* What needs to be done *
Write out the following lines word for word, exactly as they stand.

* Stored rows *
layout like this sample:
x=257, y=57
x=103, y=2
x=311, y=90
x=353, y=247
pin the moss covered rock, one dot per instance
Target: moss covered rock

* Full output *
layout like this sample:
x=257, y=57
x=103, y=2
x=311, y=90
x=353, y=247
pin the moss covered rock, one dot per instance
Target: moss covered rock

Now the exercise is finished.